Object position labeling lines:
- - -

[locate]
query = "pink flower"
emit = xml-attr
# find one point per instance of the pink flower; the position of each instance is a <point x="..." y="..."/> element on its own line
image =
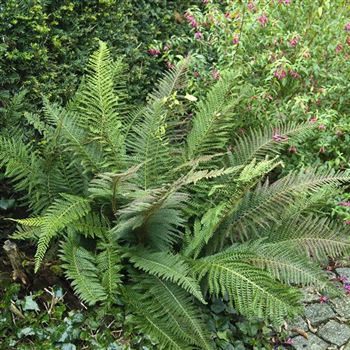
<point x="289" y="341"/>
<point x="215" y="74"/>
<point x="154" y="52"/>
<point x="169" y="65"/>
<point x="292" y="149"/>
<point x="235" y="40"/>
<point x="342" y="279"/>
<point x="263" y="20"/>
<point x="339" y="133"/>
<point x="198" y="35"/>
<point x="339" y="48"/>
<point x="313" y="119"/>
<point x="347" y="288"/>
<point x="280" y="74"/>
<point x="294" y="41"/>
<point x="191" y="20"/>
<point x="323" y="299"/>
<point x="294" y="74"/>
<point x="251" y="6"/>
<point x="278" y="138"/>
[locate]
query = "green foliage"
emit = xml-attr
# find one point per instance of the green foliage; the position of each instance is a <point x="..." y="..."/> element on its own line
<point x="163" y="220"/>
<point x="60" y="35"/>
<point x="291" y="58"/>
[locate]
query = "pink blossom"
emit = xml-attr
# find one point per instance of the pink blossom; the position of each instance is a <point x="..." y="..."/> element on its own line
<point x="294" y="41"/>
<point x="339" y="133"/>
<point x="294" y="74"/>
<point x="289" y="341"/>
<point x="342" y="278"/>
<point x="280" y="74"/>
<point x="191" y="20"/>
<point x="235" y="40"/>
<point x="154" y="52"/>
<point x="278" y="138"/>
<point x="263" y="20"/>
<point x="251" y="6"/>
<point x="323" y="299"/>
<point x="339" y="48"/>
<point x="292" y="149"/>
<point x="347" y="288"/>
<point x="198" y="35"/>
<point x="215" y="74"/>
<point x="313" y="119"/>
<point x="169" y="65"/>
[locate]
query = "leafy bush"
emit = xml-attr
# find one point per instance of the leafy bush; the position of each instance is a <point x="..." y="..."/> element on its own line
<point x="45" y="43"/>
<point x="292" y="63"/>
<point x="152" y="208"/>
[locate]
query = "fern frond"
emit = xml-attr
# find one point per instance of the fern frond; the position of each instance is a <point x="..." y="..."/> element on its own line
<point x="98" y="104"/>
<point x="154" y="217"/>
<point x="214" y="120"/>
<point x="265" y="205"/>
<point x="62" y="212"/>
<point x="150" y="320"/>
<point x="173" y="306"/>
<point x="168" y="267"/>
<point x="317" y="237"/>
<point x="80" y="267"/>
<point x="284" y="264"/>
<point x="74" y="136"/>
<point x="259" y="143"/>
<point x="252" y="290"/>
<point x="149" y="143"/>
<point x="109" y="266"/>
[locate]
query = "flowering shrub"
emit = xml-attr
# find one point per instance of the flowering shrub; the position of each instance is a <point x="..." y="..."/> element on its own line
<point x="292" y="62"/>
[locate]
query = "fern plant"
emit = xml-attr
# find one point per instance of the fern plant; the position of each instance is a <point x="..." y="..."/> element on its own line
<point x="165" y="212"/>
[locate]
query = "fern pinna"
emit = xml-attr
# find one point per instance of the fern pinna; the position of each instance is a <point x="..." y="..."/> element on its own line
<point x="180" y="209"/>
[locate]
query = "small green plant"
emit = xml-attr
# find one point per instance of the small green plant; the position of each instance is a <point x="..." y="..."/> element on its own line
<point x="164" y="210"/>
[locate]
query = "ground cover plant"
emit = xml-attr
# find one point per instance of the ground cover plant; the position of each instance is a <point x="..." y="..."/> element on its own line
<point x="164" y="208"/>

- - -

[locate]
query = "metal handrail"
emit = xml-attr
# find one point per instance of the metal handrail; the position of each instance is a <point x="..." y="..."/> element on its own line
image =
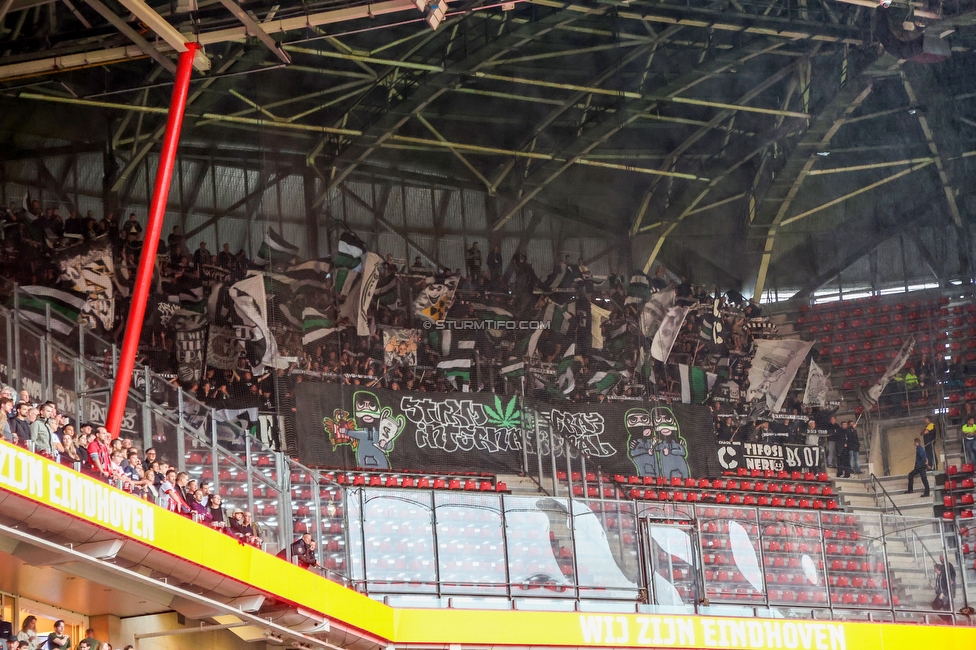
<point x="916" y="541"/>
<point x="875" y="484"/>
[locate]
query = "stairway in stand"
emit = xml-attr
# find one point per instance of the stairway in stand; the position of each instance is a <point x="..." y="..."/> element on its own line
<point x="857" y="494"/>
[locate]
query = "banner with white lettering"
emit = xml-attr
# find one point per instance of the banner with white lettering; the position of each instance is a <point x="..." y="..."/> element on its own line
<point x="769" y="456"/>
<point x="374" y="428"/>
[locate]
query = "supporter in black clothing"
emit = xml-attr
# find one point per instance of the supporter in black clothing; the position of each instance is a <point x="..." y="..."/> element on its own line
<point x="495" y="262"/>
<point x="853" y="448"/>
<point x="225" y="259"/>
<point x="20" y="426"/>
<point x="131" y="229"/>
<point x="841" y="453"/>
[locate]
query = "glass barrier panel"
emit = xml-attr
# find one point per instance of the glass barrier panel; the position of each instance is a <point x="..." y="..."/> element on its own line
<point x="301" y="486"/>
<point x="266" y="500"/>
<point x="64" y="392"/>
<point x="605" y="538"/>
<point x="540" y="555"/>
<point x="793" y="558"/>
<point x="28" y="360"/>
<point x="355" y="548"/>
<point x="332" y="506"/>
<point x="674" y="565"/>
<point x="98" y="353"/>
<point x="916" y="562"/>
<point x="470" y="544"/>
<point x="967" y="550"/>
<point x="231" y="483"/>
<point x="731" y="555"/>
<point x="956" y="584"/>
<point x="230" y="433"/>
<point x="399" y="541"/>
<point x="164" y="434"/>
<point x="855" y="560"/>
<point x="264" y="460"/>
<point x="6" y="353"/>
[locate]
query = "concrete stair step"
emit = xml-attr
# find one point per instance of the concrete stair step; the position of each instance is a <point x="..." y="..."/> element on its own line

- - -

→ **Problem statement**: Extract every line from the records above that contains the string "white", and copy each one unchanged.

→ **Solved problem**:
query = "banner with white lettering"
# find one point per instance of the banner with white lettering; the position of each instance is a <point x="..." y="..."/> element on its own line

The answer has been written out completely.